Monthly Archives: August 2023

The next few months of the Battle of the Somme with more revelations about British stupidity (Part 5)

Surprisingly, throughout the whole First World War, the British were unbelievably lax on what could be termed “personal security”. In the German Archives, therefore, battlefield expert, Peter Barton, seen below,………

………found that literally hundreds of lower ranked British officers had been captured by the Germans with top secret plans in their possession, including many labelled “not to be taken into the front line”.

Not surprisingly, the Germans found these maps extremely useful and once they had seen them, they would quickly change their defensive plans and tactics to fit in with them. For example, on one occasion, they resited all of their heavy machine guns out of range of the Allied creeping barrage. Here they are, the schweinhunds……

During the very harsh winter of 1916-1917, the morale of the British troops plunged, in large part because of the lack of success on the Somme and the huge casualties suffered there.

According to the German Archives, hundreds of British POWs shared that very same opinion. The POWs were only too ready to tell the Germans that anxiety, depression and pessimism were rife among the men in the British trenches. A war which was going to be a “walkover” had now become a very long steeplechase with an almost infinite number of obstacles.

* * * *

## List of tasks:
a - Answer these questions about the post on the Battle of the Somme:
(i) What did Peter Barton find in the German Archives about lower ranked British officers?
(ii) Where did the Germans on one occasion resite all of their heavy machine guns?
(iii) What did British POWs tell the Germans was rife among the men in the British trenches?
b - Carry on the post about the Battle of the Somme from the point where it stops.
The material that follows the text is separate from it.

## Data block:
* * * *

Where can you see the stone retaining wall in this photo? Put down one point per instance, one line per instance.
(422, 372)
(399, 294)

* * * *

## Final answers:
a -
(i) Hundreds of them had been captured by the Germans with top secret plans in their possession.
(ii) Out of range of the Allied creeping barrage.
(iii) Anxiety, depression and pessimism.

b -
Indeed, war weariness was such that both officers and soldiers were frequently delighted to become POWs in German captivity. There was also widespread disgust at how the British press told blatant lies about the progress of the war, especially the Daily Mail. Here are headlines about how a desperate German population was now eating the corpses of their dead soldiers…..

By 1916-197, divisions were also beginning to appear between the British and the Dominions of the Empire, with the Australians, Canadians and New Zealanders only too willing to slate the British leadership on the Somme.

The numbers of men who wanted to go on fighting were increasingly small and the Australians in particular, who were no fools and were 100% aware that they were “always used in tough battles” were beginning to see their role as the “White Slaves of the Somme”. The same would happen to them in World War Two, and the Canadians would also suffer in a similar way in both wars. In World War 2, the Poles and the French speaking Canadians could also added to the list.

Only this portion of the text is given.